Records
..............................
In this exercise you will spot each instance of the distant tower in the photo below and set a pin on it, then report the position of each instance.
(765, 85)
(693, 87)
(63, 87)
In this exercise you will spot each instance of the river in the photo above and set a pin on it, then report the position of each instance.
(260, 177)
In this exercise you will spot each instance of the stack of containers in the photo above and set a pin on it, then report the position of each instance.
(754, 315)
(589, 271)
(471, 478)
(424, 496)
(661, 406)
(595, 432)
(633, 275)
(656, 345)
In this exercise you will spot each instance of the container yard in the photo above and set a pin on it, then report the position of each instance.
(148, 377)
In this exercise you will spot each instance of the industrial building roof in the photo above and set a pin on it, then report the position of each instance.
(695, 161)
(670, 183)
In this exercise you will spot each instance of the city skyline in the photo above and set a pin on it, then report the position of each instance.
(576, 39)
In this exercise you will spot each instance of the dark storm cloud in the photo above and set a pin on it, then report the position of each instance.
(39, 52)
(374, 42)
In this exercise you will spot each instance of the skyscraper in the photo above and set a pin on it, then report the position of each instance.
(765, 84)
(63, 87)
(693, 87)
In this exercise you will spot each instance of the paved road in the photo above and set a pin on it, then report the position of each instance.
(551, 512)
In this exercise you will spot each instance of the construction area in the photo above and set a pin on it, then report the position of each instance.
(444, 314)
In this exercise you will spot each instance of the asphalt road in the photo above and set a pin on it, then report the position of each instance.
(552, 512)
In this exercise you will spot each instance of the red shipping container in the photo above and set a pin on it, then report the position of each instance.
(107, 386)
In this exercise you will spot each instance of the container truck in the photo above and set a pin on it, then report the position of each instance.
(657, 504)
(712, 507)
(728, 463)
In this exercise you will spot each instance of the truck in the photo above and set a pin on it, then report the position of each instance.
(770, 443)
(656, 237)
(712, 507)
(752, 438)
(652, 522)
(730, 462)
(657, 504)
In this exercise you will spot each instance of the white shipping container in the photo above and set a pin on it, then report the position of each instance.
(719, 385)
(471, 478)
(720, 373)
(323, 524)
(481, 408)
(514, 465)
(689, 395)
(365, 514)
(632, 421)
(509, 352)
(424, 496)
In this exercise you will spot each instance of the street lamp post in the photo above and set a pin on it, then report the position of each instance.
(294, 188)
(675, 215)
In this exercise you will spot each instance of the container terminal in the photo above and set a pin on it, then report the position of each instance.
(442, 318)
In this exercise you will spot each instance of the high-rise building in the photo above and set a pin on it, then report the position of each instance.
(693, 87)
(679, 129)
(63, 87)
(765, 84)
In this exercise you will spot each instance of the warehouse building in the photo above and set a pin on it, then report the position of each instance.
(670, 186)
..............................
### Aim of the exercise
Every line from the one containing "In this exercise you will spot each instance of the paved" through the last line must be copied exactly; leave out the rest.

### Correct answer
In this exercise you will spot each instance of the paved road in the photo above and set a pin on it, then report the position of each instance.
(551, 512)
In this exercise you will spot each instance of the construction area in the photo above and set a pin on it, then report the position of each instance.
(444, 314)
In this exercise you will spot each instance of the asphalt road in the photo above and set a pin on it, then report the position of each instance.
(552, 512)
In this exercise you will spot each instance of the red shipping container in the photo above and set a pin on it, then report the position of each instance.
(107, 386)
In this exercise you will spot each instance of the container truck in the photo above and set a pin on it, then report the position of each instance.
(657, 504)
(712, 507)
(728, 463)
In this exercise you will spot each instance of the truck in the photo above and set a pin on it, then report the position of each instance.
(770, 443)
(656, 237)
(712, 507)
(752, 438)
(652, 522)
(730, 462)
(657, 504)
In this exercise you will spot each instance of the white shipping container in the photo above and set a pin on it, then report the position of each instance.
(719, 385)
(471, 478)
(720, 373)
(323, 524)
(481, 408)
(514, 465)
(689, 395)
(365, 514)
(632, 421)
(509, 352)
(424, 496)
In this exercise you will spot each instance of the street lamp post in the photo above and set a pin on it, then report the position of each instance.
(294, 188)
(675, 215)
In this exercise you will spot each instance of the container terminal in the photo above and set a pin on it, then report the position of each instance.
(442, 318)
In this exercise you will spot each instance of the high-rise building in the photo above and set a pin on it, then report the position of each instance.
(693, 87)
(679, 129)
(63, 87)
(765, 84)
In this exercise you will spot each instance of the warehouse building in the photo above and set a pin on it, then report the position of each instance.
(670, 186)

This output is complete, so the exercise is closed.